Written by Iyabo Ajewole Sunday, 27 March 2011 23:32
The Nigeria Capital City of Abuja has probably never witnessed a traffic jam the magnitude of which occurred on the 15th of October 2010. At the Federal Secretariat Complex and the office of the Head of Service of the Federation, most of the offices remained empty as most civil servants have returned to their homes because of the mammoth congestion.
The residents were treated to such a scenario for no other reason than the launch of the first Lady’s pet project, Women for Change Initiative. As is usual in such occasions in Nigeria, it was pomp and pageantry all the way.
By the end of the day, the women, who came mostly from the hinterland of Abuja and some from other states too, were too tired, thirsty and hungry and ended up scrambling for the meager snacks that were brought for their entertainment.
To be sure, the Women for Change Initiative of Dame Patience Jonathan, wife of President Goodluck Jonathan is not the first of such in our polity. Nigerians had been treated to quite a fantastic mix of such; from Maryam Babaginda’s Better Life for Rural Women to Mariam Abacha’s Family Support programme, from Stella Obasanjo’s Child Care Trust to Turai Yar’dua’s Women and Youth Empowerment Foundation. Even a ‘Second Lady’ was not outdone – Titi Atiku’s Women Trafficking and Child Labour Eradication Foundation (WOTCLEF) for war against human trafficking still rings bell.
There exists no doubt that these pet projects made these women popular and reckoned with inside and even outside the country but the question is this; were these projects actually agents of change in the plight of the ordinary Nigerian woman or child that they purported to support?
Well, the first shortcoming of these types of intervention is non-continuation of the projects. As soon as these women’s husbands leave office the projects ceases to function. One then sees clearly that these women were not doing these things based purely on altruistic intentions but rather to further their own personal careers and gains. The Women for Change Initiative of Patience Jonathan, for example, is at best a lip service. It has no real impact on women politically, socially or economically.

________________________________________

#### [WHAT THIS EXERCISE ASKS]
a) Retype a passage of the article on Nigerian first ladies' pet projects, beginning at the words "There exists no" and stopping after "purported to support?".
b) Continue the article on Nigerian first ladies' pet projects from its final sentence.
The records that follow have no connection to the article on Nigerian first ladies' pet projects.

________________________________________

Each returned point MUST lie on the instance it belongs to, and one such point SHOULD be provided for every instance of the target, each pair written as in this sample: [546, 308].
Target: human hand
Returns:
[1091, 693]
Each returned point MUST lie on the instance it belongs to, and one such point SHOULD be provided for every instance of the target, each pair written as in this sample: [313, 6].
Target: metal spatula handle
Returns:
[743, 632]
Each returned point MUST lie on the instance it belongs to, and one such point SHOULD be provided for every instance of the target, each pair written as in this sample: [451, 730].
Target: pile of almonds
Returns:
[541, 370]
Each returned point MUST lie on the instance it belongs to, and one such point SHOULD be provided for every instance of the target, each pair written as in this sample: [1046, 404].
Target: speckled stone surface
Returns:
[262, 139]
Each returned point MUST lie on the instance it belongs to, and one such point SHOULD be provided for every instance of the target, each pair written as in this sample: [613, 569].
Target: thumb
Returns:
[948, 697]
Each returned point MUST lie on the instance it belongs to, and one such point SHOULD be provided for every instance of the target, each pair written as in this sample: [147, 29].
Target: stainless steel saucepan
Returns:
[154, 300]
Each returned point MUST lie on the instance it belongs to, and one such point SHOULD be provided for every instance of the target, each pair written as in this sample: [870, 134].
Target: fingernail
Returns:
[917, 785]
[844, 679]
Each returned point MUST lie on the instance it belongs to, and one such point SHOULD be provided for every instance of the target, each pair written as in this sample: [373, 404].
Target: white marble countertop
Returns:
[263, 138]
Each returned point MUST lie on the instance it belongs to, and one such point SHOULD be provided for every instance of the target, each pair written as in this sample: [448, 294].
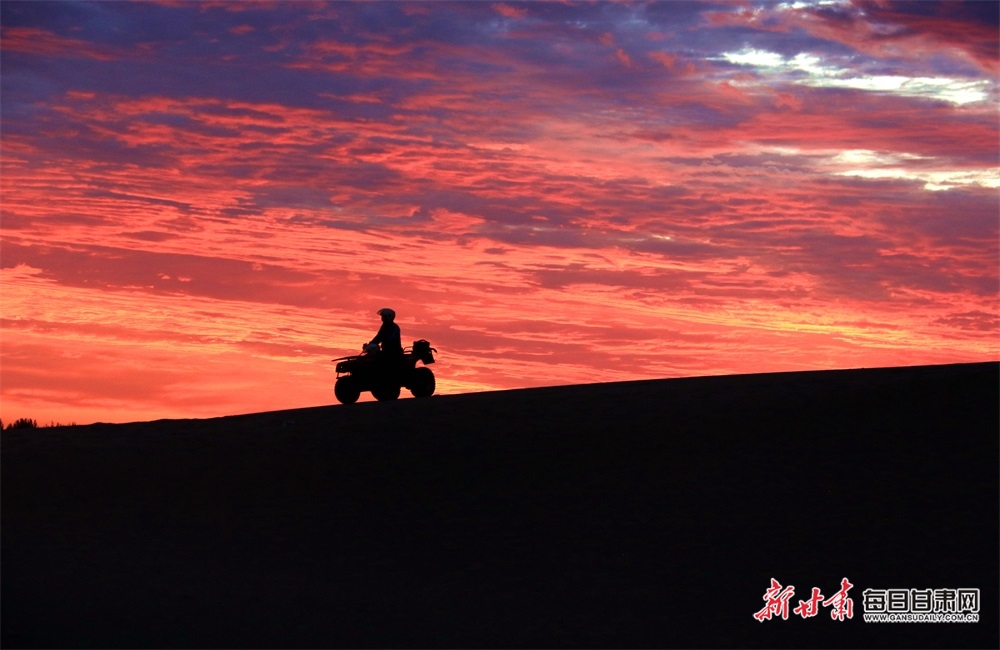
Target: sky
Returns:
[203, 203]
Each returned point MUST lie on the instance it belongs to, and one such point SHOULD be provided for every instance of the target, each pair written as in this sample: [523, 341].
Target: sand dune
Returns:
[639, 514]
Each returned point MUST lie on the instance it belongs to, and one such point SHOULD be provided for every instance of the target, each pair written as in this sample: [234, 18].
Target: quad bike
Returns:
[384, 375]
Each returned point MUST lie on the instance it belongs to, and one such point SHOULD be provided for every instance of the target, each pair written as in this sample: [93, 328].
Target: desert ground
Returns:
[637, 514]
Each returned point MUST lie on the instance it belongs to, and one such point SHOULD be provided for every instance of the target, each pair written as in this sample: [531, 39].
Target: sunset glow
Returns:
[203, 203]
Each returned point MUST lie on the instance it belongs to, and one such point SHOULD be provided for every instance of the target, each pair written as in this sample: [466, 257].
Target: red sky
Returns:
[203, 202]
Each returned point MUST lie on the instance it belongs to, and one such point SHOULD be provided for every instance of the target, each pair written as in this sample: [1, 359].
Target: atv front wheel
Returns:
[422, 382]
[347, 391]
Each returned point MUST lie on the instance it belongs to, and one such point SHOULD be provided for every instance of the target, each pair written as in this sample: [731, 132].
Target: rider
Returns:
[388, 335]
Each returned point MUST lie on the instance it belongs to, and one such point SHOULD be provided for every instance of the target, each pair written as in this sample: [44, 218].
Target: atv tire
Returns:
[422, 382]
[347, 391]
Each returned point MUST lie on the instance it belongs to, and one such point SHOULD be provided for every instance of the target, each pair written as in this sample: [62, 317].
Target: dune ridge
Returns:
[633, 514]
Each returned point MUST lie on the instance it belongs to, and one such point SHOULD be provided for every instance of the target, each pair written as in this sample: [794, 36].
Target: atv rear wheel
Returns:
[386, 392]
[422, 382]
[347, 391]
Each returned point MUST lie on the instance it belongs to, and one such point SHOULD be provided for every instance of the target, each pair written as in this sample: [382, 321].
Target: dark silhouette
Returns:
[388, 336]
[384, 367]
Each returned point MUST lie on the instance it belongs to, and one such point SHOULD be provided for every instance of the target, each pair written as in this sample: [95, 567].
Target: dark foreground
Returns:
[643, 514]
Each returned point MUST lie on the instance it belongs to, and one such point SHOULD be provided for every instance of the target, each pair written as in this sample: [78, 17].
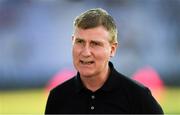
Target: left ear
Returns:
[113, 49]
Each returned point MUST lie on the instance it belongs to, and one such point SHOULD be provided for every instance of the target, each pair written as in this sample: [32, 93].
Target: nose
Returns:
[86, 51]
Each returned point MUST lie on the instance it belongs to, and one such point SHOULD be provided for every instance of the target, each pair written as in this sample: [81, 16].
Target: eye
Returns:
[95, 43]
[79, 41]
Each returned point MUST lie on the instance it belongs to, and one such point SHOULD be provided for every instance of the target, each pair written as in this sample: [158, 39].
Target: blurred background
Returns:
[35, 48]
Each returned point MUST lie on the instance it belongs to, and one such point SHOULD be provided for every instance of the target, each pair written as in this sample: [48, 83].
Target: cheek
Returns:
[104, 54]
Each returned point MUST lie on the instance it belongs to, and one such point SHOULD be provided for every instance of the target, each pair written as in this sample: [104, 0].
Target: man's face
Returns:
[92, 51]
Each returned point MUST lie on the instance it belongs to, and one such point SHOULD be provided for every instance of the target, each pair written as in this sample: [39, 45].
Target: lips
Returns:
[86, 62]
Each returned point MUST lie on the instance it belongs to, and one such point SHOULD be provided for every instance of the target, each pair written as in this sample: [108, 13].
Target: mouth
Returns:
[86, 62]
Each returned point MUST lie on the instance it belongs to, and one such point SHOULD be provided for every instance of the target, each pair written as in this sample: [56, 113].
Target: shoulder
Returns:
[139, 95]
[65, 87]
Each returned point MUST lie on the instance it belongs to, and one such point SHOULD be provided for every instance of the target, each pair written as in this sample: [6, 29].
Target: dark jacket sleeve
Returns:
[149, 104]
[50, 104]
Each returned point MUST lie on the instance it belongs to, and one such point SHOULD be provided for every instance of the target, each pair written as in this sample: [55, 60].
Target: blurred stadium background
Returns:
[35, 48]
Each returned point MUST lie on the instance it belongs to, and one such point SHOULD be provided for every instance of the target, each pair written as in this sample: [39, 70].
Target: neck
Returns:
[93, 83]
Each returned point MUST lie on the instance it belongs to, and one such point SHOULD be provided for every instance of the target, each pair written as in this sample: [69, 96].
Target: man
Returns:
[98, 87]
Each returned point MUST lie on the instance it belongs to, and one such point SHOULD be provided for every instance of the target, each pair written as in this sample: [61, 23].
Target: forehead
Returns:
[92, 33]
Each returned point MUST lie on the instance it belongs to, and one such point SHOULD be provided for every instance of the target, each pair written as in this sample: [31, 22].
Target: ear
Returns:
[113, 49]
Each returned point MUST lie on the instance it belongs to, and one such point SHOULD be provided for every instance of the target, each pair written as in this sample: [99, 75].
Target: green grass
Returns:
[33, 101]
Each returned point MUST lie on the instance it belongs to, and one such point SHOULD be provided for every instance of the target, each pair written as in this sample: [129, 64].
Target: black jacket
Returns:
[119, 94]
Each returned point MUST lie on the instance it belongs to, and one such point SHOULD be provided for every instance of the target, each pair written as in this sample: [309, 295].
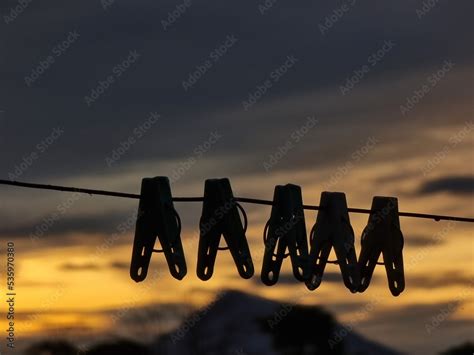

________________________________________

#### [ANSWER LIST]
a)
There exists no doubt that these pet projects made these women popular and reckoned with inside and even outside the country but the question is this; were these projects actually agents of change in the plight of the ordinary Nigerian woman or child that they purported to support?

b)
The woman herself is not inspiring and her methods are lackluster. The way it is for WFCI, so it was for all other First Lady’s pet projects nationally and internationally. These women lack insight to or knowledge of the real problem affecting the ordinary woman. No matter how much they pretend, the truth is that it is only he who wears the shoe that knows where it pinches most.
The first ladies across the globe involved in one ‘women’ pet project or the other and their counterparts in the liberal feminist movements (UNIFEM, NGO’s etc) would have women believe that we live in a man’s world, where men oppress us and hence, in order to get ahead in life we need to unite with other women to break free of the shackles men have encircled us in. This logic, as straight forward as it looks, is however faulty in the sense that it presupposes that men are the ultimate oppressors and that all women have the same class interest at heart.
The situation staring us in the face is however to the contrary. ‘Men’ are not the ones oppressing women alone, situations of women oppressing women abound. For example, in June of 2009, the case of Ruby Phalla, a Canadian female Member of Parliament versus two Filipino women was brought to court. She had employed these two women as Caregivers for her mother, and despite the fact that they were made to do various housekeeping jobs for which they were not employed/paid for, she still seized their passports and threatened them with deportation if they do not stoop lower and lower. If the women were really in the same boat with the same interest at heart, why then did she treat them like that?
This brings us to the question of classes in the society; just as men are divided by class interest, so also are women divided by class. We have upper/ruling class women like Ruby Phalla or Patience Jonathan, and we also have lower/working class women like ordinary woman worker in the factories, stores etc. These ruling class women know that the only way to get ahead in this our capitalist system is having money and not losing financial status; not by uniting with fellow women to overthrow their male oppressors!
Upper class women have more in common with each other and very little in common with the working class women, and vice versa. For example, female workers in the factories and others like housekeepers, nannies, lesson teachers etc would rather like a decent wage to live on but upper class women would rather pay them less in order to keep more for themselves.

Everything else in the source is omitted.